-- Data to examine follows --

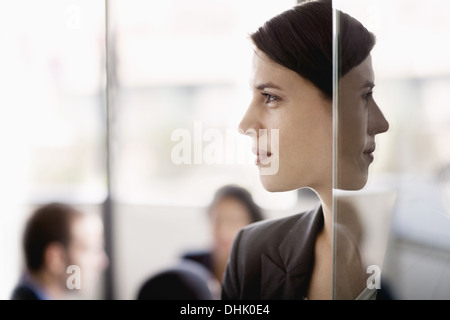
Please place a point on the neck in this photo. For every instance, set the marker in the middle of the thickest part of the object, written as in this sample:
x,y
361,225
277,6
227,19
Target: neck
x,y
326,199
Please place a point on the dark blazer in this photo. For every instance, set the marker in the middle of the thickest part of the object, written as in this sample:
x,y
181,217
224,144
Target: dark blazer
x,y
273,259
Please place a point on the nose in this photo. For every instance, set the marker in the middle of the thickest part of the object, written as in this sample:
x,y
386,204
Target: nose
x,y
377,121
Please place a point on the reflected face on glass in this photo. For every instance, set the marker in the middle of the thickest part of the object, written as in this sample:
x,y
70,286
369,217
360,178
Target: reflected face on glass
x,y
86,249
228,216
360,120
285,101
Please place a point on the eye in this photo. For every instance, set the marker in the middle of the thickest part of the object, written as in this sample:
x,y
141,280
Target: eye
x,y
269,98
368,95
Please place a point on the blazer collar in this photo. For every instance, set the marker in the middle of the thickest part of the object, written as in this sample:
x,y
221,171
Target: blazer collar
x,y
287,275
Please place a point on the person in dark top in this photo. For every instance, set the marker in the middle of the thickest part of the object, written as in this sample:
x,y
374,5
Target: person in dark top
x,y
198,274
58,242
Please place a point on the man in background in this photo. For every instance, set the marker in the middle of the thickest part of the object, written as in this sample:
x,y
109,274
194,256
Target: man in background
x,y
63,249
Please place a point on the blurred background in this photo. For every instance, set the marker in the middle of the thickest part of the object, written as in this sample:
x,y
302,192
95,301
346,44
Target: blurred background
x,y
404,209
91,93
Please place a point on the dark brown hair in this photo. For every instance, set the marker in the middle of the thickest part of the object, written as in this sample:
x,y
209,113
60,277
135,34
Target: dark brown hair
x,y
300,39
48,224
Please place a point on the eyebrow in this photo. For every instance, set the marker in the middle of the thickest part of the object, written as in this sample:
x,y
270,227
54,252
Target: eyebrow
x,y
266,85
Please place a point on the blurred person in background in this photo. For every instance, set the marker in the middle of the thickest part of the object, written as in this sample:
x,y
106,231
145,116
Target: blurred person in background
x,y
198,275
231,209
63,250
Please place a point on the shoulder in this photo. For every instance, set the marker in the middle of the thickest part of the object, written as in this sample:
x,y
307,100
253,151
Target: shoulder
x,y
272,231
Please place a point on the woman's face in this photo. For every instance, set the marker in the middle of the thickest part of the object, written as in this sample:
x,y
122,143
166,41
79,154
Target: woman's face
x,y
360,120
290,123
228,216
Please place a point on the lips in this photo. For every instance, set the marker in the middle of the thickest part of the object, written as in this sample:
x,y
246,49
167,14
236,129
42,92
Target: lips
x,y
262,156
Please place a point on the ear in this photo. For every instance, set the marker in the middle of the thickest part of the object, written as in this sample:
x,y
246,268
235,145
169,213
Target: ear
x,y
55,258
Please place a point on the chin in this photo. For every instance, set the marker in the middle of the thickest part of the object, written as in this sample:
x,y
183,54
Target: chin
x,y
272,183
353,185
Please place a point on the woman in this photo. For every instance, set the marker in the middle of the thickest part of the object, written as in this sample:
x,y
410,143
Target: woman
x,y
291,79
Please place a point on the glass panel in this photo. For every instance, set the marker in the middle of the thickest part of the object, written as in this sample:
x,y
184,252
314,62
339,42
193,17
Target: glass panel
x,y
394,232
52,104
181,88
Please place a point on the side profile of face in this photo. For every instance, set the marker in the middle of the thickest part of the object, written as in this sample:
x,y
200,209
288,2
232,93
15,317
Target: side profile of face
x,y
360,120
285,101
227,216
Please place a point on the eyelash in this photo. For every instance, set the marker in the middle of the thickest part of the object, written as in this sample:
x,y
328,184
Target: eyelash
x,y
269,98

-- Data to examine concluded --

### How to complete this task
Once the images are removed, print the remaining data exactly as it appears above.

### Response to the exercise
Please place a point on the neck in this photo. For every instance, set the marker in the middle of the thickest part of the object, written as in this sample:
x,y
361,225
277,6
227,19
Target: neck
x,y
326,199
Please place a point on the dark blazer in this photo. For every instance, set the marker in the middle of the thickest part of the object, written as in this sample:
x,y
181,217
224,144
Target: dark blazer
x,y
273,259
Please place a point on the nose in this photo. For every instance, set the marker in the middle of the thickest part of the object, written as in this sample:
x,y
386,204
Target: nose
x,y
377,121
Please place a point on the reflected face on glass in this photo. For every instance, set the marker in the middle of the thickest part of the object, written as in this sample:
x,y
70,286
369,217
360,178
Target: reflected face on glass
x,y
86,249
228,216
360,120
285,101
Please place a point on the eye in this photo. For every instance, set the marker in the middle of the thickest part of the object, written as in this sample:
x,y
141,280
Target: eye
x,y
269,98
368,95
Please place a point on the blazer collar in this photo. For every instance, set the marker in the middle of the thickest part of the object, written as in this sample:
x,y
221,171
Target: blazer collar
x,y
287,275
Please place a point on the person in dark top in this photo. For every instance, set the marker in the middle of the thickest part of the object, written as in this sample:
x,y
374,5
Target: person in dark top
x,y
198,274
58,242
Please place a point on the man in background in this photo. For every instance, set the marker in the middle of the thickest part of the object, written as in this sample:
x,y
109,274
194,256
Target: man in background
x,y
63,249
Please place a point on the blurred background in this photo. For every instance, set the marker in the middle of the thickest part of the object, written as in this sample:
x,y
302,192
95,301
346,44
Target: blurred background
x,y
404,209
91,93
Please place a point on the dark brown hair in this photo. For every instance, set the marker in the middle of the thickest part of the object, written as in this sample:
x,y
209,113
60,277
135,34
Target: dark brown hair
x,y
300,39
48,224
Please place a point on the eyebrow in this photo. For every instance, set the marker in the middle of the thickest part of the object, written as in this sample:
x,y
270,227
54,252
Target: eyebrow
x,y
266,85
Please place a point on the blurred person in background in this photo. For every instance, set the marker in the middle of the thickest part of the object, written as in this sample:
x,y
106,231
145,116
Target: blurred person in background
x,y
198,275
231,209
63,250
Please place a point on the shoulder in this photo. For every instance, set the marker in the middle of the thickest part of the object, written as in this sample:
x,y
307,100
253,151
Target: shoulder
x,y
272,231
Please place a point on the woman's face in this photo. For every instance, set the marker in the middle of the thickest part of the object, written as in this sample:
x,y
122,143
166,41
79,154
Target: woman's face
x,y
360,120
290,123
228,216
Please place a point on the lips in this photo. For every instance, set the marker in the middle of the thickest part of the object, written as in this sample:
x,y
246,49
167,14
236,129
42,92
Target: lips
x,y
262,156
Please place a point on the ear in this photo. For every instance, set the marker in the middle of the thickest part of the object, written as in this sample:
x,y
246,268
235,145
169,213
Target: ear
x,y
55,258
Please place a point on the chin in this photo. For every instance, set the marker in the middle of the thickest part of the object, written as in this sample:
x,y
183,54
Target: chin
x,y
272,183
353,185
Please place a point on the woman in this photo. For every instance, set the marker in the middle of the thickest part of the object, written as in this sample:
x,y
410,143
Target: woman
x,y
291,79
Please place a point on the glass panel in this photo. For every instance, set the marker in the middle of the thickest part of the object, written as in this sample:
x,y
184,252
314,62
339,42
193,17
Target: glass panel
x,y
394,232
52,104
181,88
Please place a point on the side profile of face in this photo. For every instance, set the marker in the middle of the thickest part of the object, written as in this sample:
x,y
200,209
288,2
232,93
15,317
Target: side profile of face
x,y
360,120
285,101
227,216
Please place a point on the eyelash in this photo. For every instance, set the marker in the middle of the thickest part of the object, written as in this sample:
x,y
328,184
Target: eyelash
x,y
269,98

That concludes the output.